> [REQUIREMENT] Collect every line in the listing that contains the word "green", and copy each one in full.
|---|
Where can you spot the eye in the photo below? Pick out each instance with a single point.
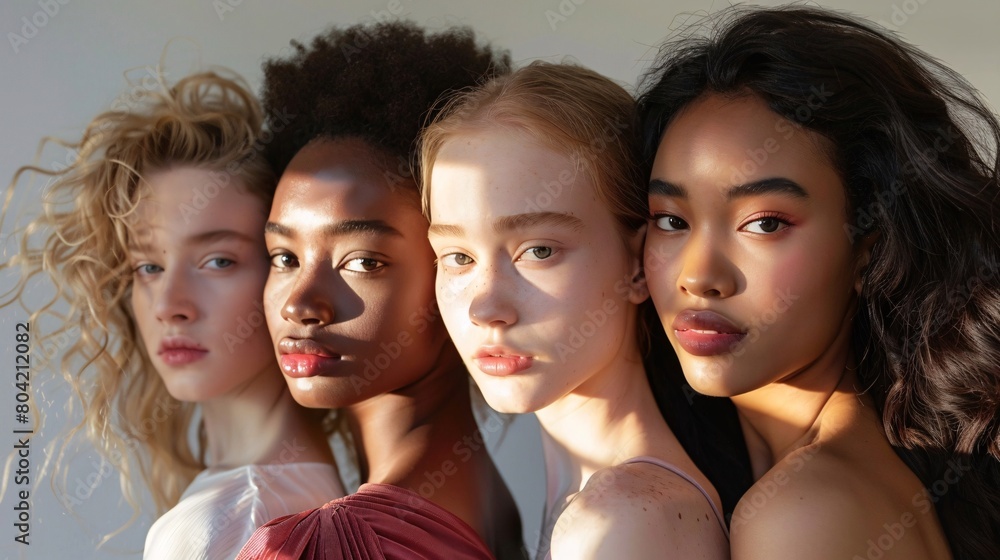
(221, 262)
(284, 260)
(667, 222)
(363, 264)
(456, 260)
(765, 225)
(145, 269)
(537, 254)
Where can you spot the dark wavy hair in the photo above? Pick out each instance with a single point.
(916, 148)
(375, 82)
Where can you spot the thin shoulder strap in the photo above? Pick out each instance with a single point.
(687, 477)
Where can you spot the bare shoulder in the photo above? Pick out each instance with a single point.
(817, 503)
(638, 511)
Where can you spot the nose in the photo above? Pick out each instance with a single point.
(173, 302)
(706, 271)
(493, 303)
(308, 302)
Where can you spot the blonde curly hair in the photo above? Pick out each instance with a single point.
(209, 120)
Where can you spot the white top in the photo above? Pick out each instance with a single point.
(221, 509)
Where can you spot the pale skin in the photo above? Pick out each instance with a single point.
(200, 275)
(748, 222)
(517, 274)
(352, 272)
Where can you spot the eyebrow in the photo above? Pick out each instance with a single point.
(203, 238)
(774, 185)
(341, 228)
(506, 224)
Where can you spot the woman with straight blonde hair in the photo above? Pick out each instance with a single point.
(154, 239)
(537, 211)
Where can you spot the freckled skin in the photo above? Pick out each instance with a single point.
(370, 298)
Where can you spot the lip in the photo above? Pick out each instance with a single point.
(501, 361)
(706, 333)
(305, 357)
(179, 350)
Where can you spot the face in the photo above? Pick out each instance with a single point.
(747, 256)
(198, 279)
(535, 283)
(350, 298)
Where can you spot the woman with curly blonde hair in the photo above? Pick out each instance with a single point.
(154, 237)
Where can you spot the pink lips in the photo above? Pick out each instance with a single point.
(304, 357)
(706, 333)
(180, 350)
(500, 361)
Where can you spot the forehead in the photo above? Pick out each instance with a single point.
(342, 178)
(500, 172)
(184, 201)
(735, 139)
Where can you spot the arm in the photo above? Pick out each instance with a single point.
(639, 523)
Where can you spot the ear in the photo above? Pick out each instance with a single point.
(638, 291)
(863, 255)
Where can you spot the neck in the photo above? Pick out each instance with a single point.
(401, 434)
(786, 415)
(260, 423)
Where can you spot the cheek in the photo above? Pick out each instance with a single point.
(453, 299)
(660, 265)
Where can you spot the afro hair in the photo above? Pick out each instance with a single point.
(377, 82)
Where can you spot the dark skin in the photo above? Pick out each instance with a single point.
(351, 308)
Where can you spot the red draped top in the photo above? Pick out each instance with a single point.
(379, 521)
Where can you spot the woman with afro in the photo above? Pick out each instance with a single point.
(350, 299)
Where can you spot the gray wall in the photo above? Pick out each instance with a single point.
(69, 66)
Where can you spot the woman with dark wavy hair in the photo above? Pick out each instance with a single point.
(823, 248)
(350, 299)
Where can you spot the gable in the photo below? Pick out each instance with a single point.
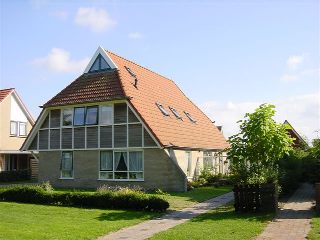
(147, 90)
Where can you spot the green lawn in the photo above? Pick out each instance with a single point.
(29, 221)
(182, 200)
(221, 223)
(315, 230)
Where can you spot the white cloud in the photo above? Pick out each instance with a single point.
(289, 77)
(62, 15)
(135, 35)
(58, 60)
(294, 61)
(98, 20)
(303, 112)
|---|
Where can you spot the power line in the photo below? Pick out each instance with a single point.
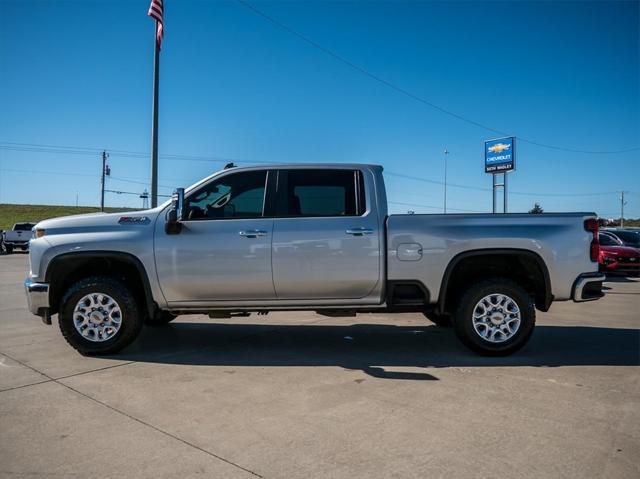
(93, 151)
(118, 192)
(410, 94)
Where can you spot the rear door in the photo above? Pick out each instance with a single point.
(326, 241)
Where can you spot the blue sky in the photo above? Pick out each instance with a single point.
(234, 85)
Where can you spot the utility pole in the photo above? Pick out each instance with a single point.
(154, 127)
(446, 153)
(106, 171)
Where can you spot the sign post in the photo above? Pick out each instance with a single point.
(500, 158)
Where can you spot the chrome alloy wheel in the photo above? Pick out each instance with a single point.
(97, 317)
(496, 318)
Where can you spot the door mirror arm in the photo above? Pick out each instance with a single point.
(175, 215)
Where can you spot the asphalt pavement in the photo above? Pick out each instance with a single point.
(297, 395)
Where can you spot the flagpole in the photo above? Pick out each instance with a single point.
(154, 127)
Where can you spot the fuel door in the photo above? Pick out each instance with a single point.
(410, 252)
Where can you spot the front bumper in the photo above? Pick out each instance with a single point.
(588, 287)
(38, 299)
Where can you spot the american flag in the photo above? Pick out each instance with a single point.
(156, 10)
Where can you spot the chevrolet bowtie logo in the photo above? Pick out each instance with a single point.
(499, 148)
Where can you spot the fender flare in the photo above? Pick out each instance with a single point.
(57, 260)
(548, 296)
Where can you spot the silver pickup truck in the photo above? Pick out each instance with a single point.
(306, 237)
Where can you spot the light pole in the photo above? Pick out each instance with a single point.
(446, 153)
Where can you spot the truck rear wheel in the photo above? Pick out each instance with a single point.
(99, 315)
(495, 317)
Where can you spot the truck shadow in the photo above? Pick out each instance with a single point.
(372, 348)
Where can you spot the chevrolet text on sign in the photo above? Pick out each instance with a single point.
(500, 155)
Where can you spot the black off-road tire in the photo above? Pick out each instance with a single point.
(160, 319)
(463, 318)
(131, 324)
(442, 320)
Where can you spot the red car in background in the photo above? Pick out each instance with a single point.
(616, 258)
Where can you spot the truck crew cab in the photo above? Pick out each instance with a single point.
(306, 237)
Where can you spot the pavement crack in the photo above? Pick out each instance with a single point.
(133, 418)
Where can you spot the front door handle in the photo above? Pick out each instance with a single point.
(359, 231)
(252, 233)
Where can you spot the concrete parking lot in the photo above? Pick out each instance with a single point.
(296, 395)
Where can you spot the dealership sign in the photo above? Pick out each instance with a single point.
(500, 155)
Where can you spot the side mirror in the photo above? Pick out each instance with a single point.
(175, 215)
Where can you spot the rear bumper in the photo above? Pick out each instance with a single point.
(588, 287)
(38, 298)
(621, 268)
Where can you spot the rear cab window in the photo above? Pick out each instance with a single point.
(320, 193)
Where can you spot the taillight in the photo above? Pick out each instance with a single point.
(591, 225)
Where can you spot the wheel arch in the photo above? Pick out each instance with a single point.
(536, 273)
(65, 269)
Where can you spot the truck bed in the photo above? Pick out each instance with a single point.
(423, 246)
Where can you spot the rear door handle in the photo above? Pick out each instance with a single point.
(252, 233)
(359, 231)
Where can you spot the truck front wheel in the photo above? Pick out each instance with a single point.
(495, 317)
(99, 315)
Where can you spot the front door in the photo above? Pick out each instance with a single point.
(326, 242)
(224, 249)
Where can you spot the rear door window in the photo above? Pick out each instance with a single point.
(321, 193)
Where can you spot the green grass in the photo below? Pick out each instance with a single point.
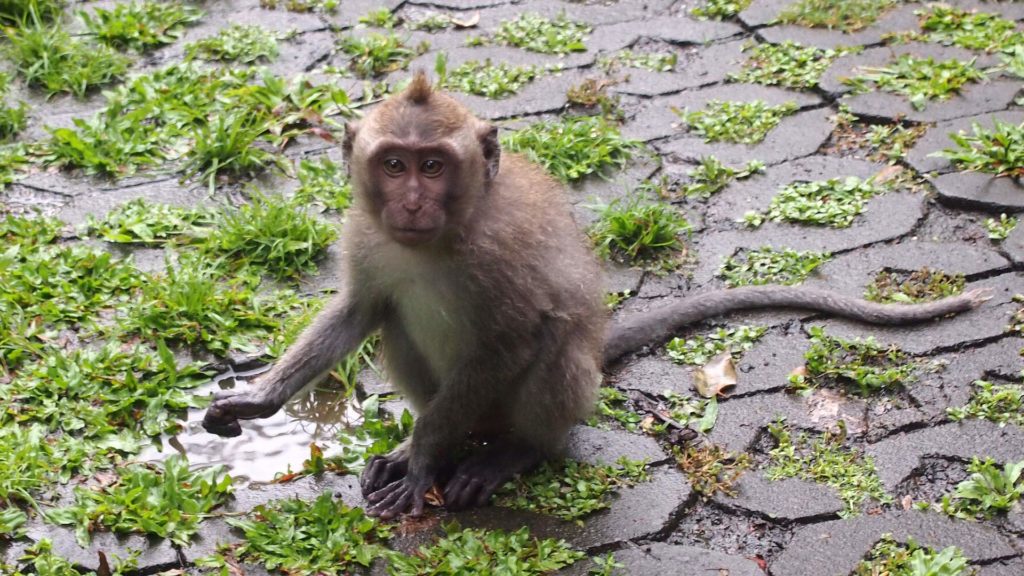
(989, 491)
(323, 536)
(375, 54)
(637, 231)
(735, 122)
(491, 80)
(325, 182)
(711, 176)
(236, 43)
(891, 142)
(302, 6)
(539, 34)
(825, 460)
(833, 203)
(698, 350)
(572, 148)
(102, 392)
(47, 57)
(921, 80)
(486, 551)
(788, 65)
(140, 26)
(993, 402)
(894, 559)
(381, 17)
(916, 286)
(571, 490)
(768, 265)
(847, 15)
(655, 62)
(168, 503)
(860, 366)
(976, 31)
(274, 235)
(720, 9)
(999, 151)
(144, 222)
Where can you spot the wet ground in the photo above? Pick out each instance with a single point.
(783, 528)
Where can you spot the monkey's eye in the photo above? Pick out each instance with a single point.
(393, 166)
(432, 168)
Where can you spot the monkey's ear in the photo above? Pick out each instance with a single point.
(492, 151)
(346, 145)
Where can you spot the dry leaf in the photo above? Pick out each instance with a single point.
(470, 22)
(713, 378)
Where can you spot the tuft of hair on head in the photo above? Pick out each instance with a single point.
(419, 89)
|---|
> [EXERCISE SOLUTION]
Where can you spot the green lawn in the photo above? Pick out each instance with a single point.
Where can you spot the green grass in the photo below? Pick out each instance with a single point.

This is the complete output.